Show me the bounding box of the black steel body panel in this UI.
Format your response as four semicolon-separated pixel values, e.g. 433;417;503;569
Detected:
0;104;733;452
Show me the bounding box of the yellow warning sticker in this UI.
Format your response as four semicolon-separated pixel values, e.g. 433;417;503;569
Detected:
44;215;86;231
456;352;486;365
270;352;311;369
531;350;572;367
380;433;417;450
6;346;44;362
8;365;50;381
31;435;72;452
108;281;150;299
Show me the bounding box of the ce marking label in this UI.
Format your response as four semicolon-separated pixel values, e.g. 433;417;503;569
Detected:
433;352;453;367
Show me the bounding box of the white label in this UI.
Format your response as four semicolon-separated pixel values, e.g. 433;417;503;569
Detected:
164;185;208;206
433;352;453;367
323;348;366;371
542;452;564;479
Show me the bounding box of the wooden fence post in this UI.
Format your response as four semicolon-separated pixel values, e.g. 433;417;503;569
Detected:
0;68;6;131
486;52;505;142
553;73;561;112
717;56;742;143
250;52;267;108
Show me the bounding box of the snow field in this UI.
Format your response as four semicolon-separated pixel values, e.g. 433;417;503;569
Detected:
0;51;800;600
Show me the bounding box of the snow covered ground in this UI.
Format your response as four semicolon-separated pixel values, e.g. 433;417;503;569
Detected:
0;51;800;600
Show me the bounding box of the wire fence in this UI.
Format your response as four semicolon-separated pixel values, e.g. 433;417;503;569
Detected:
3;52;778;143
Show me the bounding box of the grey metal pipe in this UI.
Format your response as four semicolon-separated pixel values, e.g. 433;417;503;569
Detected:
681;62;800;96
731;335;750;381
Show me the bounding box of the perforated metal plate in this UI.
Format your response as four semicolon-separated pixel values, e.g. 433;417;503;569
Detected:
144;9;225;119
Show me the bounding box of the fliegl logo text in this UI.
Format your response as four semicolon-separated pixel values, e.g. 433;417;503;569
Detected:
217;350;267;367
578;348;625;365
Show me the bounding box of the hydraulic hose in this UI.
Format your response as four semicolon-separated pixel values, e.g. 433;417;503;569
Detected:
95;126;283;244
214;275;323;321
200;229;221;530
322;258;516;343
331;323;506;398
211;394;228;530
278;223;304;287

▶ Work required:
Render every line of the material above as a JSON list of strings, one string per line, leaving out blank lines.

▶ Solution to the exercise:
[
  "Show me the bounding box of the black steel body panel in this UI.",
  "Format your response as four semicolon-separated pixel values, e.g. 433;417;503;569",
  "Detected:",
  "0;104;733;452",
  "Show me the bounding box of the yellow warning sticker in this UI.",
  "Format your response as four semicolon-separated pixel values, e.g. 433;417;503;569",
  "Detected:",
  "44;215;86;231",
  "456;352;486;365",
  "270;352;311;369",
  "531;350;572;367",
  "380;433;417;450",
  "6;346;44;362",
  "8;365;50;381",
  "31;435;72;452",
  "108;281;150;299",
  "Show me the bounding box of the ce marking label in this UI.",
  "Format your response as four semicolon-separated pixel values, e.g. 433;417;503;569",
  "Detected:",
  "433;352;453;367",
  "Show me the bounding box of the white label in this UI.",
  "Format your response as four semicolon-separated pixel values, e.g. 433;417;503;569",
  "Detected:",
  "164;185;208;206",
  "433;352;453;367",
  "323;348;366;371",
  "542;452;564;479",
  "Show me the bounding box of the wooden fence post in this UI.",
  "Format your response as four semicolon-separated pixel values, e.g. 433;417;503;569",
  "Detected:",
  "0;68;6;131",
  "486;52;505;142",
  "553;73;561;112",
  "717;56;742;143",
  "250;52;267;108",
  "Show me the bounding box of the snow field in this UI.",
  "Format your response as four semicolon-separated pixel values, e.g. 433;417;503;569",
  "Detected:",
  "0;51;800;600",
  "Show me the bounding box of the snow covered ground in this UI.",
  "Format your response as four semicolon-separated pixel values, e.g. 433;417;503;569",
  "Detected:",
  "0;51;800;600",
  "Show me the bounding box of the wire fence in this UI.",
  "Format your response as four semicolon-separated pixel values, e.g. 433;417;503;569",
  "Detected:",
  "3;52;778;143",
  "Show me the bounding box of the grey metal pipe in this UI.",
  "Format your response as four semicolon-separated pixel values, e.g. 433;417;503;569",
  "Detected:",
  "681;62;800;96",
  "731;335;750;381",
  "Show me the bounding box of the perforated metal plate in this UI.",
  "Format your response as four semicolon-separated pixel values, e.g. 433;417;503;569",
  "Detected:",
  "144;9;225;119",
  "Show me the bounding box of the fliegl logo text in this UI.",
  "Format your response as four semicolon-separated pixel values, e.g. 433;417;503;569",
  "Detected:",
  "217;350;267;367",
  "578;348;625;365",
  "Show me the bounding box of the hydraulic hose in this UI.",
  "Format your response as four semicolon-separated pixel values, e.g. 433;417;503;569",
  "Detected:",
  "95;126;283;244",
  "214;275;323;321",
  "200;229;221;530",
  "322;258;516;343",
  "331;323;506;398",
  "211;394;228;530",
  "278;223;304;287"
]